Segment Open

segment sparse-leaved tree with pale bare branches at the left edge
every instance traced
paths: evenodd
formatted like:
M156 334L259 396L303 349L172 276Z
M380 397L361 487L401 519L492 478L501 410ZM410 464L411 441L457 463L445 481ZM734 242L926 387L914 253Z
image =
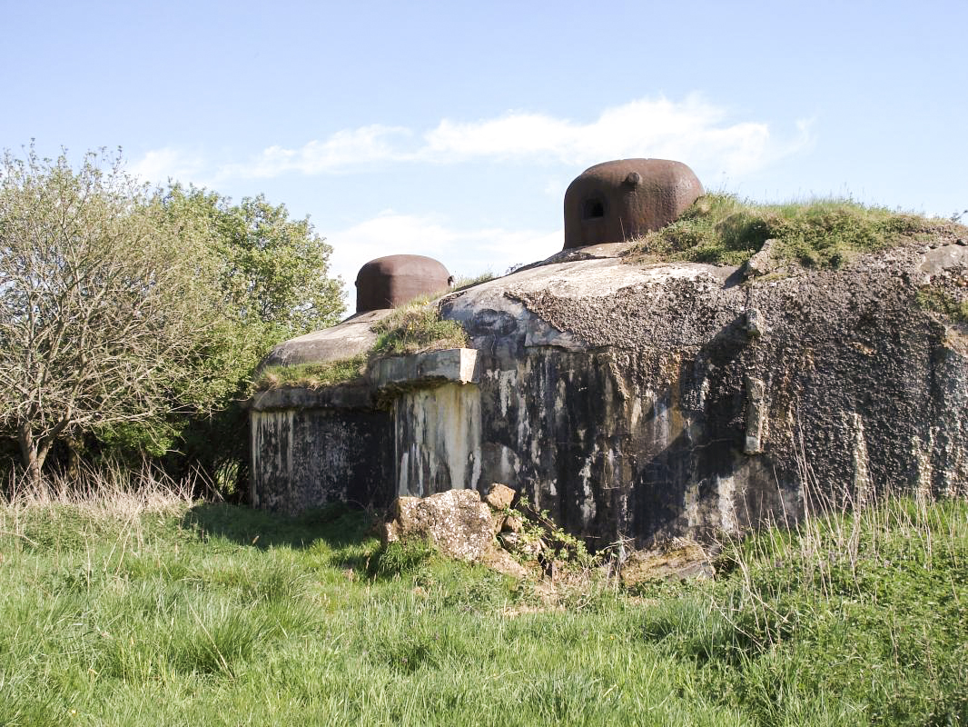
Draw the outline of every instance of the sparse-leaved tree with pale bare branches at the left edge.
M216 274L205 240L88 153L0 165L0 427L29 476L59 439L150 425L204 398L199 356L216 344ZM150 427L149 427L150 428Z

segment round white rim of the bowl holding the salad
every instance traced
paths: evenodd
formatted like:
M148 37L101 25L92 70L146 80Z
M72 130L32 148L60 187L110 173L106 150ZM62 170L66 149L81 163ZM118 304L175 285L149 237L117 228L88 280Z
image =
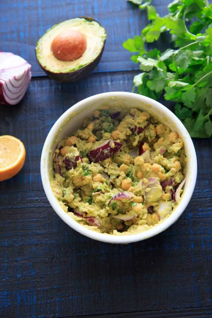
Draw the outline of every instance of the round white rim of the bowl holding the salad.
M55 135L57 135L59 129L64 124L65 120L71 116L72 113L76 113L78 108L82 107L88 102L95 102L102 98L111 98L111 97L128 97L128 98L136 98L137 100L140 100L143 103L151 104L154 108L159 108L159 110L166 114L167 117L171 119L171 121L175 122L178 131L180 134L184 136L183 142L187 143L189 145L189 151L191 153L192 158L192 173L190 175L190 187L186 190L186 195L184 195L179 203L179 205L176 207L175 211L166 218L163 222L158 224L157 226L154 226L153 228L143 231L136 234L126 234L126 235L110 235L106 233L99 233L94 230L90 230L89 228L79 224L77 221L75 221L73 218L71 218L65 211L63 211L62 207L60 206L58 200L56 197L54 197L51 186L50 186L50 180L49 180L49 171L48 171L48 154L46 150L51 147L53 140L55 139ZM83 112L83 110L82 110ZM53 210L59 215L59 217L71 228L76 230L77 232L91 238L95 239L97 241L102 241L106 243L114 243L114 244L128 244L131 242L138 242L141 240L145 240L148 238L151 238L152 236L155 236L159 234L160 232L165 231L169 226L171 226L174 222L177 221L177 219L180 217L180 215L183 213L183 211L186 209L192 195L194 192L194 187L196 183L196 177L197 177L197 158L196 158L196 152L194 149L194 144L192 142L192 139L190 135L188 134L186 128L182 124L182 122L164 105L159 103L156 100L152 100L149 97L146 97L144 95L139 95L136 93L129 93L129 92L107 92L107 93L100 93L93 96L90 96L84 100L79 101L78 103L74 104L72 107L67 109L66 112L64 112L59 119L54 123L53 127L49 131L46 141L43 146L42 154L41 154L41 161L40 161L40 171L41 171L41 180L43 184L44 191L46 193L46 197L51 204Z

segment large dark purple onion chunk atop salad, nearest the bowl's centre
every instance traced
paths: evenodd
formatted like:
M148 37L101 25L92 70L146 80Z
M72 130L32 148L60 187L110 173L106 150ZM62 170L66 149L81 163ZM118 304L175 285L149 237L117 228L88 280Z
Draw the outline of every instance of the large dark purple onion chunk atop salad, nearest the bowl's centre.
M101 145L91 150L88 153L88 158L90 162L102 162L105 159L108 159L115 155L117 151L119 151L122 147L122 143L113 141L113 140L105 140Z

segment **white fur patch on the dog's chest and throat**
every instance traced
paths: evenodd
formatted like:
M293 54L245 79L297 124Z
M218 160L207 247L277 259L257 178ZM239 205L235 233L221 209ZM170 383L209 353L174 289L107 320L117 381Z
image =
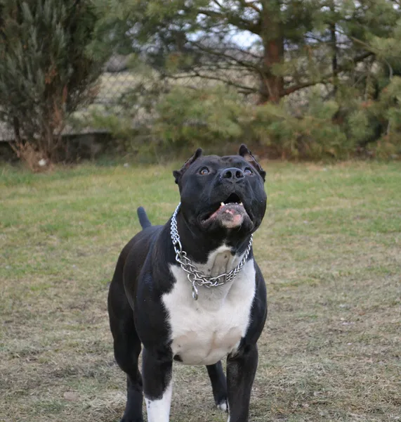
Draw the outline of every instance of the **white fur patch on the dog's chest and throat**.
M209 255L206 264L196 264L204 274L216 276L234 268L242 257L232 257L222 246ZM178 265L171 265L176 279L163 295L169 313L171 348L183 364L211 365L235 352L249 326L255 295L254 260L246 262L235 279L215 288L199 288L192 299L192 286Z

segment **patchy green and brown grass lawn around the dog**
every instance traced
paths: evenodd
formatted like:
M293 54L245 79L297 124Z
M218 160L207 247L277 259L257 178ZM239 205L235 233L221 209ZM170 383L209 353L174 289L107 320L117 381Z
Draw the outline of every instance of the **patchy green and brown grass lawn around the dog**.
M251 421L400 421L401 164L264 166ZM136 207L176 207L172 168L0 168L0 421L119 420L107 284ZM171 421L226 421L203 367L175 366Z

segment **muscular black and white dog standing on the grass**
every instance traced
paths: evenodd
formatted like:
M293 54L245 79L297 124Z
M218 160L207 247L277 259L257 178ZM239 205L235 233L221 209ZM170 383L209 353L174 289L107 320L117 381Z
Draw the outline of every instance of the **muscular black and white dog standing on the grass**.
M145 394L147 421L169 422L176 360L206 365L216 405L229 422L246 422L267 314L251 248L265 214L265 172L242 145L226 157L199 148L173 175L176 212L152 226L138 209L143 230L122 250L110 284L114 355L127 374L121 421L143 421Z

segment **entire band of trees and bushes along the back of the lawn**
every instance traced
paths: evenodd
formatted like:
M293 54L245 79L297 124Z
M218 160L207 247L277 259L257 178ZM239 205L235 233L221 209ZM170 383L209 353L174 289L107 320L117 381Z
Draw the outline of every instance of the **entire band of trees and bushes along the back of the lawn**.
M60 158L67 123L107 129L119 150L153 158L199 145L221 152L239 140L270 157L401 155L397 0L0 8L2 118L48 160ZM117 58L130 86L99 104L98 77Z

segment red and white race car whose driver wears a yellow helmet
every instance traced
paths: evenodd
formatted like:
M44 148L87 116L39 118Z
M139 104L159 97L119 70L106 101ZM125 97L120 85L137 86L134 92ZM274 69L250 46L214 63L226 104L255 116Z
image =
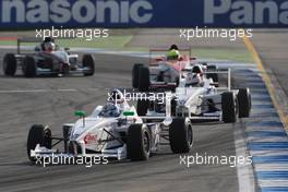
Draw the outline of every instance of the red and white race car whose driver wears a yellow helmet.
M216 65L196 62L191 57L191 48L179 49L172 45L168 56L152 59L152 52L168 51L167 49L151 49L149 64L146 67L136 63L132 70L132 86L141 92L148 89L175 89L179 85L180 76L194 73L199 79L212 79L215 86L218 84L218 69ZM189 51L189 55L180 55L179 51Z

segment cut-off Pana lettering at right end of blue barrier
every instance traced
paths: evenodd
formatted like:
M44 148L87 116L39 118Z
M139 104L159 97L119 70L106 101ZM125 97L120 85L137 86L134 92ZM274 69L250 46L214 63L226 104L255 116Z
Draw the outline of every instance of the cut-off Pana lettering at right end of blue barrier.
M221 15L236 25L288 24L288 1L204 0L204 23L217 23Z

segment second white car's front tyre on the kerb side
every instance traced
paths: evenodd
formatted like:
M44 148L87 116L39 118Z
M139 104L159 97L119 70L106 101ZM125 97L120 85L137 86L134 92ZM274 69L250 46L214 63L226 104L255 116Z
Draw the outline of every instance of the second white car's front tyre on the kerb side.
M238 101L232 92L225 92L221 94L221 110L223 121L231 123L237 121Z

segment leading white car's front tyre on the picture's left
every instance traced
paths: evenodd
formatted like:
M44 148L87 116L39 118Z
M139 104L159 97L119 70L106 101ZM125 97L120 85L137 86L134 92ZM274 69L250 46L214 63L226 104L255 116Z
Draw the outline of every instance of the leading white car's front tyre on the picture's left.
M51 131L43 124L34 124L29 129L27 137L27 155L31 161L36 160L35 157L31 156L31 151L35 149L37 144L49 149L52 147Z

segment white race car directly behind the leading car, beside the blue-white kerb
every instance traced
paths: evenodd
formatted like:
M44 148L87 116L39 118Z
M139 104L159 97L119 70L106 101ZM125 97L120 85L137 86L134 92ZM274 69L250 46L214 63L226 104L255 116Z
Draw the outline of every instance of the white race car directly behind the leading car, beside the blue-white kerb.
M141 116L159 116L165 113L166 105L169 105L173 117L188 117L191 121L217 120L232 123L238 118L248 118L252 105L250 89L231 89L230 69L218 73L228 73L227 87L216 87L211 79L203 79L202 84L195 86L182 76L169 104L140 100L137 112Z

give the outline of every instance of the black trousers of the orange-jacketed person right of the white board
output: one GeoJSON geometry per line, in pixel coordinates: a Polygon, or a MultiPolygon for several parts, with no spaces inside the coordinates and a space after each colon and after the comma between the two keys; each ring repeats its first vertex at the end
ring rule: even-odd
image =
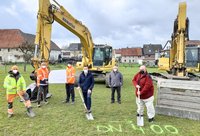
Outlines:
{"type": "Polygon", "coordinates": [[[70,96],[72,98],[72,102],[75,100],[75,93],[74,93],[74,84],[65,84],[66,88],[66,101],[69,102],[70,96]]]}

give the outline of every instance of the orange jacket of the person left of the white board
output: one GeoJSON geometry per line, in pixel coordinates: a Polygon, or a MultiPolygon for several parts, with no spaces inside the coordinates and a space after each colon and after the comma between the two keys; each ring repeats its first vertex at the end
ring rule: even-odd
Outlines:
{"type": "Polygon", "coordinates": [[[37,70],[37,85],[47,85],[44,80],[48,81],[49,70],[47,68],[39,68],[37,70]]]}

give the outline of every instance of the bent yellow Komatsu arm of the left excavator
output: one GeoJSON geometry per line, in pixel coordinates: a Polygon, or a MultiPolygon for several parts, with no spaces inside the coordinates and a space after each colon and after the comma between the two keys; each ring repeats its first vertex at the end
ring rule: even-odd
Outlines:
{"type": "Polygon", "coordinates": [[[34,58],[32,59],[34,68],[37,69],[41,61],[49,62],[51,30],[54,21],[80,38],[83,54],[82,64],[92,67],[94,44],[88,28],[75,19],[63,6],[59,5],[55,0],[53,1],[56,5],[51,4],[49,0],[39,0],[36,46],[34,58]]]}

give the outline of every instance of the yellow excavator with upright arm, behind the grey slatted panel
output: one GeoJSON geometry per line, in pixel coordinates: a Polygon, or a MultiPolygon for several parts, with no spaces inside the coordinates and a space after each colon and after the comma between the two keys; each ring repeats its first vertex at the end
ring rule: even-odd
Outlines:
{"type": "Polygon", "coordinates": [[[171,41],[167,41],[163,47],[164,50],[158,60],[158,68],[173,75],[169,75],[170,78],[189,79],[189,77],[195,77],[194,72],[200,71],[198,53],[200,47],[186,47],[189,40],[189,19],[186,17],[186,3],[180,3],[171,38],[171,41]],[[170,44],[168,46],[170,48],[166,49],[168,44],[170,44]]]}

Segment Closed

• _Exercise description_:
The expected answer is a copy of each line above containing "excavator".

• _The completed task_:
give the outline of every instance of the bent yellow Komatsu arm of the left excavator
give the outline of every instance of the yellow excavator with upright arm, behind the grey slatted panel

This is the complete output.